### SOURCE EXTRACT
::::
AI Filters, Routing & Guardrails

Atmosphere’s AI layer provides three categories of infrastructure that sit between LLM responses and browser clients: filters that process the text stream, routing that directs requests to the right model, and guardrails that enforce safety policies before and after LLM calls.

AI stream filters

AI filters extend the same BroadcastFilter mechanism used by Atmosphere’s core, specialized for the AI streaming wire protocol. The base class AiStreamBroadcastFilter (in org.atmosphere.ai.filter) handles RawMessage unwrapping, JSON parsing via AiStreamMessage, and re-wrapping automatically. Subclasses only implement filterAiMessage().

AiStreamBroadcastFilter

This abstract class implements BroadcastFilterLifecycle. Its filter() method:

Checks if the message is a RawMessage wrapping a JSON string.
Parses it into an AiStreamMessage (which has fields: type, data, sessionId, seq, etc.).
Delegates to the abstract filterAiMessage() method.
Non-AI messages pass through unchanged.

public abstract class AiStreamBroadcastFilter implements BroadcastFilterLifecycle {

    protected abstract BroadcastAction filterAiMessage(
            String broadcasterId, AiStreamMessage msg,
            String originalJson, RawMessage rawMessage);
}

Subclasses return one of:

new BroadcastAction(rawMessage) — pass through unchanged.
new BroadcastAction(new RawMessage(modified.toJson())) — pass through modified.
new BroadcastAction(ACTION.ABORT, rawMessage) — drop the message.
new BroadcastAction(ACTION.SKIP, rawMessage) — stop filter chain, deliver as-is.

PiiRedactionFilter

Detects and redacts personally identifiable information from AI-generated text streams. Since streaming texts arrive one or a few words at a time, the filter buffers streaming texts per session until a sentence boundary (., !, ?, or newline) is detected. At that point it scans the buffered sentence, redacts matches, and emits the cleaned text.

Default patterns:

Pattern	What it matches
`email`	Standard email addresses
`us-phone`	US phone numbers (10+ digits, various formats)
`ssn`	US Social Security Numbers (NNN-NN-NNNN)
`credit-card`	Credit card numbers (13-19 digits with optional separators)

Usage:

broadcaster.getBroadcasterConfig().addFilter(new PiiRedactionFilter());

With a custom replacement string:

broadcaster.getBroadcasterConfig().addFilter(new PiiRedactionFilter("***"));

Adding custom patterns:

var filter = new PiiRedactionFilter();
filter.addPattern("uk-nino", Pattern.compile("[A-Z]{2}\\d{6}[A-Z]"));
broadcaster.getBroadcasterConfig().addFilter(filter);

Removing a default pattern:

filter.removePattern("credit-card");

On stream completion, any remaining buffered text is flushed with redaction applied. The filter uses a deferred broadcast on a virtual thread to emit the flushed streaming text before the terminal complete message.
::::
[Collected data]
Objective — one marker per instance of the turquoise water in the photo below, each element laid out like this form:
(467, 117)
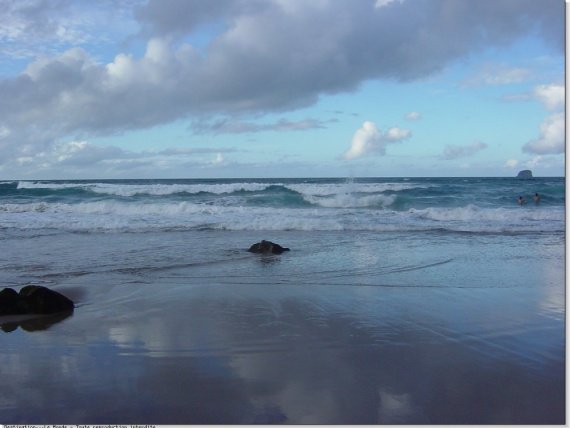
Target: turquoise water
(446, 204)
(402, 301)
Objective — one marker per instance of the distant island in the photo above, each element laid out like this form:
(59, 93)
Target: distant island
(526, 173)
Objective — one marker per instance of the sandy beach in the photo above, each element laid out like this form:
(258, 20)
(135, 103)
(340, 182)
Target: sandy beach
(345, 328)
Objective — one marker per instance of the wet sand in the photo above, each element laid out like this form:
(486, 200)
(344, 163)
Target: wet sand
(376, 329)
::::
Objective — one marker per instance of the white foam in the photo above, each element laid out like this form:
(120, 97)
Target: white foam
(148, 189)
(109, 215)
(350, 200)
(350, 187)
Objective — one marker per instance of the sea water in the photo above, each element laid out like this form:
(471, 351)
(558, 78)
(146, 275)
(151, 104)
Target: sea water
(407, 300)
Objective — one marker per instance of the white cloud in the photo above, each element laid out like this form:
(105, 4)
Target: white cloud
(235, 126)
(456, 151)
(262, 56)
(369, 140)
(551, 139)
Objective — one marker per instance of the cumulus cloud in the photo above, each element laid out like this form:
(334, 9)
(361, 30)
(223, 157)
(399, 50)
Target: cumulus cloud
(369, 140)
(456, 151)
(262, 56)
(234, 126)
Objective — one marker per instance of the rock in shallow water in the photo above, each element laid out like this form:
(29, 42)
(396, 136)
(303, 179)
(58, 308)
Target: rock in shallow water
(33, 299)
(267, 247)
::::
### ASSIGNMENT
In the text above on AI filters, routing and guardrails, list the names of the default patterns of the PiiRedactionFilter.

### FINISHED EXERCISE
email, us-phone, ssn, credit-card